(Saved entries)
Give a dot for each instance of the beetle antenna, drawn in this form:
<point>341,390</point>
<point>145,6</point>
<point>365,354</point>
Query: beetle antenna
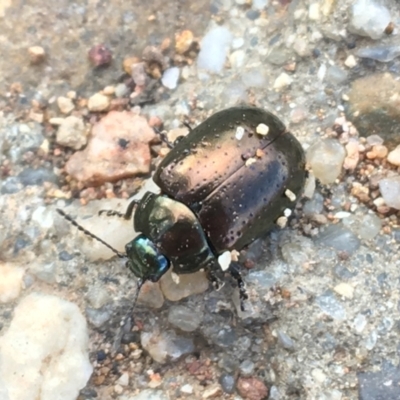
<point>86,232</point>
<point>126,321</point>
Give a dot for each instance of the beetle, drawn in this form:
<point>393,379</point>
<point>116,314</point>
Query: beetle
<point>223,185</point>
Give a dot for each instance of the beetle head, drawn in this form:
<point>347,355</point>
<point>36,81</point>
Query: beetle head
<point>145,260</point>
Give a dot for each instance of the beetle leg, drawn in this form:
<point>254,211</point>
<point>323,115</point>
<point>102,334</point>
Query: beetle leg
<point>188,126</point>
<point>164,138</point>
<point>126,215</point>
<point>234,271</point>
<point>215,281</point>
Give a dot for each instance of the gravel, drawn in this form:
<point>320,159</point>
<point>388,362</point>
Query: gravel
<point>322,317</point>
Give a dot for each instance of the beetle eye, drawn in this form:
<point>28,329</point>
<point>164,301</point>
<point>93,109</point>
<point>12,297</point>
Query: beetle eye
<point>145,260</point>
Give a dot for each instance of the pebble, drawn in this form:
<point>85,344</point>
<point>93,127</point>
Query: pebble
<point>34,338</point>
<point>314,206</point>
<point>284,340</point>
<point>359,323</point>
<point>326,158</point>
<point>381,384</point>
<point>123,380</point>
<point>11,282</point>
<point>227,382</point>
<point>118,148</point>
<point>345,290</point>
<point>212,392</point>
<point>150,295</point>
<point>37,54</point>
<point>187,389</point>
<point>365,226</point>
<point>188,284</point>
<point>65,104</point>
<point>338,237</point>
<point>121,90</point>
<point>72,133</point>
<point>390,191</point>
<point>252,388</point>
<point>318,375</point>
<point>329,305</point>
<point>336,75</point>
<point>246,367</point>
<point>17,139</point>
<point>165,346</point>
<point>148,394</point>
<point>32,177</point>
<point>369,18</point>
<point>214,49</point>
<point>97,296</point>
<point>254,78</point>
<point>382,53</point>
<point>237,59</point>
<point>314,12</point>
<point>10,185</point>
<point>394,156</point>
<point>183,41</point>
<point>100,55</point>
<point>184,318</point>
<point>350,61</point>
<point>98,102</point>
<point>170,78</point>
<point>282,81</point>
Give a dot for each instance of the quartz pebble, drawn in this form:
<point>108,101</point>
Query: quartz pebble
<point>214,49</point>
<point>282,81</point>
<point>188,284</point>
<point>338,237</point>
<point>148,394</point>
<point>118,148</point>
<point>326,158</point>
<point>150,295</point>
<point>369,18</point>
<point>345,290</point>
<point>331,306</point>
<point>72,133</point>
<point>252,388</point>
<point>11,282</point>
<point>37,54</point>
<point>390,190</point>
<point>379,53</point>
<point>65,104</point>
<point>44,352</point>
<point>166,345</point>
<point>184,318</point>
<point>170,78</point>
<point>394,156</point>
<point>98,102</point>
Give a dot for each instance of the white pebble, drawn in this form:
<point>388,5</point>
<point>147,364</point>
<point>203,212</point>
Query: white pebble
<point>44,352</point>
<point>290,195</point>
<point>394,156</point>
<point>214,49</point>
<point>10,282</point>
<point>368,18</point>
<point>224,260</point>
<point>390,190</point>
<point>282,222</point>
<point>98,102</point>
<point>239,133</point>
<point>282,81</point>
<point>170,78</point>
<point>345,290</point>
<point>262,129</point>
<point>350,61</point>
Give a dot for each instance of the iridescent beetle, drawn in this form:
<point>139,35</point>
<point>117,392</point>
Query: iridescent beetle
<point>223,185</point>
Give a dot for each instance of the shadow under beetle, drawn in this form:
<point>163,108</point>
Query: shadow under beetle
<point>223,185</point>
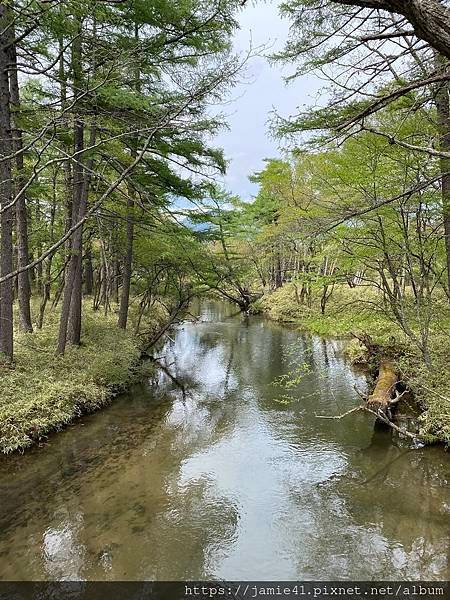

§ What is being asked:
In your copy of the entries above, leave out the pictures and keep every word exact.

§ Answer box:
Give a dot for each instance of the beetle antenna, drawn in this form:
<point>341,390</point>
<point>145,6</point>
<point>365,354</point>
Query: beetle antenna
<point>86,232</point>
<point>126,321</point>
Give a dot for each instance of the beetle, drawn in this form:
<point>393,379</point>
<point>116,314</point>
Query: beetle
<point>223,185</point>
Give a dot for each instance of the beetle head, drawn in this form:
<point>347,355</point>
<point>36,81</point>
Query: beetle head
<point>145,260</point>
Give a dot for each instance of the beetle leg, drawn in this form:
<point>254,211</point>
<point>323,115</point>
<point>102,334</point>
Query: beetle leg
<point>188,126</point>
<point>164,138</point>
<point>126,215</point>
<point>234,271</point>
<point>215,281</point>
Give a dot for each instance of the gravel, drawn in this form:
<point>320,159</point>
<point>388,362</point>
Query: gravel
<point>322,317</point>
Give a dot for each instance of the beetle eye, drawn in this form:
<point>28,329</point>
<point>164,301</point>
<point>93,109</point>
<point>12,297</point>
Query: beetle eye
<point>145,260</point>
Give a dot for each instance of the pebble, drawn in this form:
<point>85,344</point>
<point>93,127</point>
Query: pebble
<point>34,338</point>
<point>314,206</point>
<point>284,340</point>
<point>359,323</point>
<point>326,158</point>
<point>381,384</point>
<point>123,380</point>
<point>11,282</point>
<point>227,382</point>
<point>118,148</point>
<point>345,290</point>
<point>212,392</point>
<point>150,295</point>
<point>37,54</point>
<point>187,389</point>
<point>365,226</point>
<point>188,284</point>
<point>65,104</point>
<point>338,237</point>
<point>121,90</point>
<point>72,133</point>
<point>390,191</point>
<point>252,388</point>
<point>318,375</point>
<point>329,305</point>
<point>336,75</point>
<point>246,367</point>
<point>17,139</point>
<point>165,346</point>
<point>148,394</point>
<point>32,177</point>
<point>369,18</point>
<point>214,49</point>
<point>97,296</point>
<point>254,78</point>
<point>382,53</point>
<point>237,59</point>
<point>314,12</point>
<point>10,185</point>
<point>394,156</point>
<point>183,41</point>
<point>100,55</point>
<point>184,318</point>
<point>350,61</point>
<point>98,102</point>
<point>170,78</point>
<point>282,81</point>
Give a dot for each instance of the quartz pebble, drawn in this form:
<point>108,101</point>
Query: quartz pebble
<point>214,49</point>
<point>282,81</point>
<point>188,284</point>
<point>338,237</point>
<point>148,394</point>
<point>118,148</point>
<point>326,158</point>
<point>150,295</point>
<point>369,18</point>
<point>345,290</point>
<point>331,306</point>
<point>72,133</point>
<point>252,388</point>
<point>11,282</point>
<point>37,54</point>
<point>390,190</point>
<point>379,53</point>
<point>65,104</point>
<point>44,352</point>
<point>166,345</point>
<point>184,318</point>
<point>170,78</point>
<point>394,156</point>
<point>98,102</point>
Give a dot for each instance of the white pebble, drawn in this form:
<point>388,5</point>
<point>147,364</point>
<point>203,212</point>
Query: white pebble
<point>44,352</point>
<point>290,195</point>
<point>394,156</point>
<point>214,49</point>
<point>10,282</point>
<point>368,18</point>
<point>224,260</point>
<point>390,190</point>
<point>282,222</point>
<point>98,102</point>
<point>239,133</point>
<point>282,81</point>
<point>170,78</point>
<point>345,290</point>
<point>262,129</point>
<point>350,61</point>
Give a dot for each instance of the iridescent beetle, drawn in this form:
<point>139,35</point>
<point>117,392</point>
Query: iridescent beetle
<point>223,185</point>
Give a dot for each instance of the shadow under beetle, drawn in this form:
<point>163,108</point>
Query: shadow under beetle
<point>223,185</point>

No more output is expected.